== WHAT IS EXPECTED ==
Pictures do not belong in the copy; quote every entry below exactly.

== DATA LINES ==
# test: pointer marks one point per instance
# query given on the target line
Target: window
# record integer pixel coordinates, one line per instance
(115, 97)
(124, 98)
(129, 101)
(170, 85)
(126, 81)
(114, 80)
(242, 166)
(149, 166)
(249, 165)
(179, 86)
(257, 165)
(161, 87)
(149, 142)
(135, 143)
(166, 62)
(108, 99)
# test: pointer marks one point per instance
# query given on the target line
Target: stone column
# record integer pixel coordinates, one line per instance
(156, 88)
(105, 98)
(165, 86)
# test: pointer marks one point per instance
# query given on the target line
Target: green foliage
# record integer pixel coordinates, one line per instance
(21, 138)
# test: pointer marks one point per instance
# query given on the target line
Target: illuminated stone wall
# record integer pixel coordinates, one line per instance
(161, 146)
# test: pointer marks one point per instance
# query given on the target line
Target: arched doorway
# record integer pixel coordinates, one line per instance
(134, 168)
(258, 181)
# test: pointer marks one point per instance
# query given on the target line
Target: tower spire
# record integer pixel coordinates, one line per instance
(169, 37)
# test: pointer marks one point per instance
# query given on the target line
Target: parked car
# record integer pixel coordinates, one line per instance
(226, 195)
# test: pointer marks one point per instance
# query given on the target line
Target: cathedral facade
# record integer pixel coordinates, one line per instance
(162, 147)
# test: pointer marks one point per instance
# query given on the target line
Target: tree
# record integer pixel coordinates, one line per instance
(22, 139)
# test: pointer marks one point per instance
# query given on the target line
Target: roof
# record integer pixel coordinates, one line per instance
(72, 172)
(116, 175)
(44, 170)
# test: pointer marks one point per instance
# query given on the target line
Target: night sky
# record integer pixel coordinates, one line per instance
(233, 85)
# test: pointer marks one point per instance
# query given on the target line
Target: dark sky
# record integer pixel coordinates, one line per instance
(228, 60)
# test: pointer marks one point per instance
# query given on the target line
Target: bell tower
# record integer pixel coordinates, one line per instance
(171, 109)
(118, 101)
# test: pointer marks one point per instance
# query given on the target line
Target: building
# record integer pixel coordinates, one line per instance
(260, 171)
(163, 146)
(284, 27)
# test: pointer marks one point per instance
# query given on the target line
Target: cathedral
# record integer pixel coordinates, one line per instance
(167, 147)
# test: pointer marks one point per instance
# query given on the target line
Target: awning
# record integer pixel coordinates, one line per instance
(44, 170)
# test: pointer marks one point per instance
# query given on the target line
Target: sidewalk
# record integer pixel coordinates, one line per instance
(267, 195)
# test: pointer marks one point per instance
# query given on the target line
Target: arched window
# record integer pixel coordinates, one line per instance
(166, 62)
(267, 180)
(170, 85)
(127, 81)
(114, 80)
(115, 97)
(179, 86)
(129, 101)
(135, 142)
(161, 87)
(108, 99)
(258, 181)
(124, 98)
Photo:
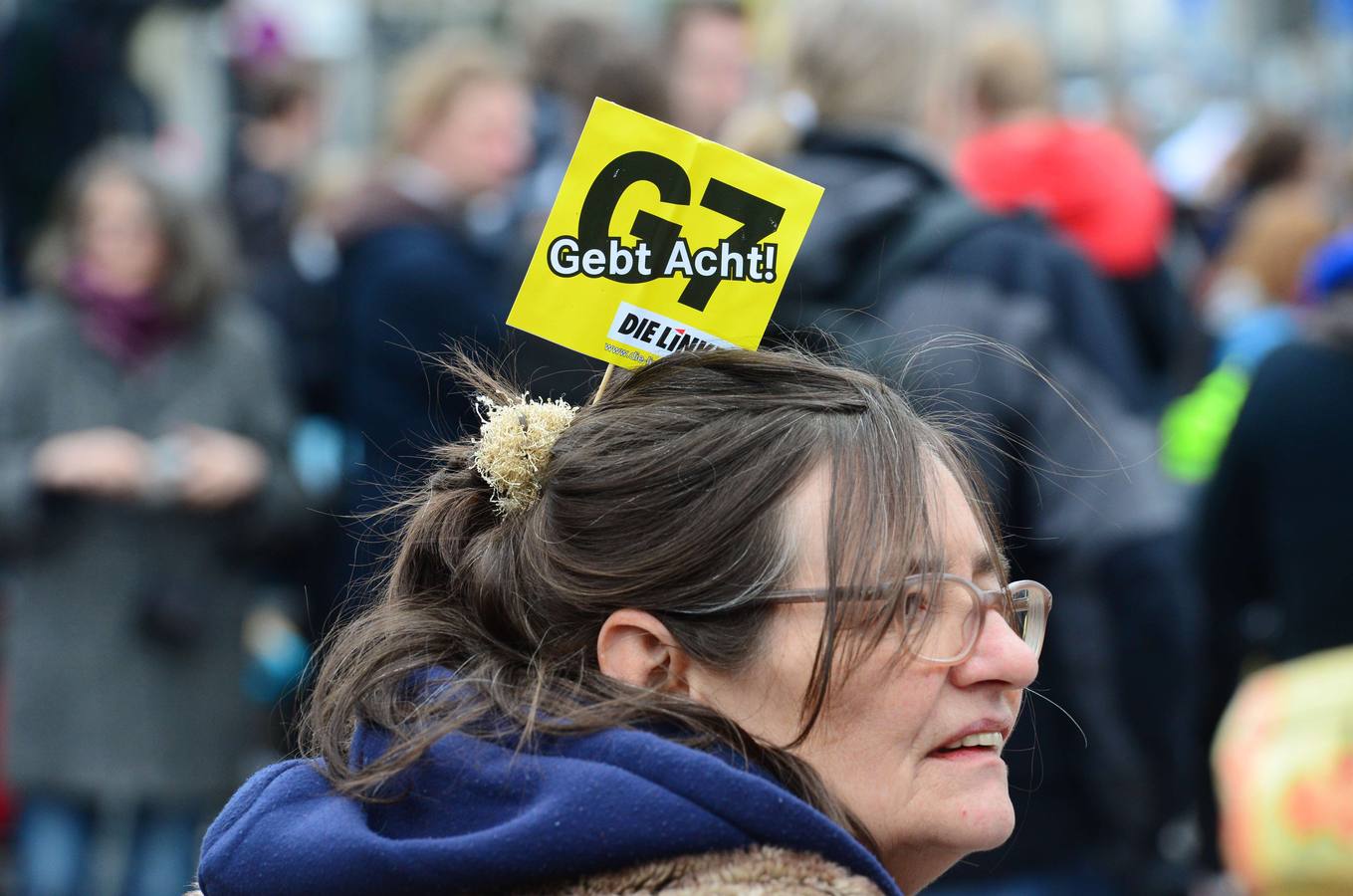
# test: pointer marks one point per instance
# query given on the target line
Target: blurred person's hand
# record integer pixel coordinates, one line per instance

== CORRECT RESPONSE ==
# test: pointer marks one point per instance
# query given on the target line
Target: window
# record integer pixel coordinates, one line per instance
(115, 97)
(124, 98)
(129, 101)
(170, 85)
(126, 81)
(114, 80)
(242, 166)
(149, 166)
(249, 165)
(179, 86)
(257, 165)
(161, 87)
(149, 142)
(135, 143)
(166, 62)
(108, 99)
# test: pointer marks one point per instance
# query given on the target line
Target: stone column
# record integer pixel coordinates, one line per instance
(156, 88)
(105, 98)
(165, 86)
# test: pointer marks one point per instance
# query given on the target line
Target: green foliage
# record integer pixel coordinates, one line per instance
(21, 138)
# test: pointer marks one point per instance
# query given on the target line
Target: illuminated stone wall
# record integer pixel coordinates, one line per instance
(161, 146)
# test: pointer marks one point per instance
# query given on the target line
Target: arched doorway
# record integer pixel coordinates, one line per instance
(134, 168)
(258, 181)
# test: pointer marks one point per instance
# query given on the target line
Target: tower spire
# record integer pixel coordinates, one line per instance
(169, 37)
# test: pointer marks one point per instance
# query given on the target line
Target: parked car
# record integer pixel coordinates, one line per instance
(226, 195)
# test: pointer marks one point per instance
# query given on the target line
Target: cathedral facade
# record integer pixel coordinates, one line per instance
(162, 147)
# test: pointer marks one point per instance
# query given on the target line
Target: tree
# record integer pixel coordinates, one line per instance
(22, 139)
# test: pointer marks one point per instance
# query given on the target line
Target: roof
# record integer pixel coordinates, one line per instance
(72, 172)
(116, 175)
(44, 170)
# test: pointer marks one point per instance
# query given on the target line
Target: night sky
# record integer pixel coordinates, one line per instance
(233, 85)
# test: pointer marks one point per instance
# query given on the target line
Target: dark sky
# record integer pixel coordinates, one line per instance
(228, 60)
# test: pointer marks one point per instance
# query given on the target line
Target: bell tower
# record integer pixel coordinates, one line per instance
(171, 109)
(118, 101)
# test: pointer marks one point per instance
# query given on the target line
Target: building
# record integer pixel coordinates, one line per instance
(260, 171)
(163, 146)
(284, 27)
# test: pointer marks one point per instance
# query given on the target line
Target: cathedral
# record integer pixel coordinates, one line per instance
(167, 147)
# test: pointer marks one point per instance
# query given on the target line
Target: awning
# record integer pixel coordinates, one line per instance
(44, 170)
# test: pointer marks one point per instance
# query given on the target line
Target: sidewalk
# record integer pixel coordinates, one line per instance
(267, 195)
# test: pointer marks one point per instance
# query given on the target line
Target: arched window
# record integer pixel coordinates, one line per instance
(166, 62)
(267, 180)
(170, 85)
(127, 81)
(114, 80)
(115, 97)
(179, 86)
(129, 101)
(135, 142)
(161, 87)
(108, 99)
(258, 181)
(124, 98)
Photo:
# test: pointer marks one point per instance
# query given on the target line
Target: blurred person's hand
# record integer pixel coordinates, one line per instance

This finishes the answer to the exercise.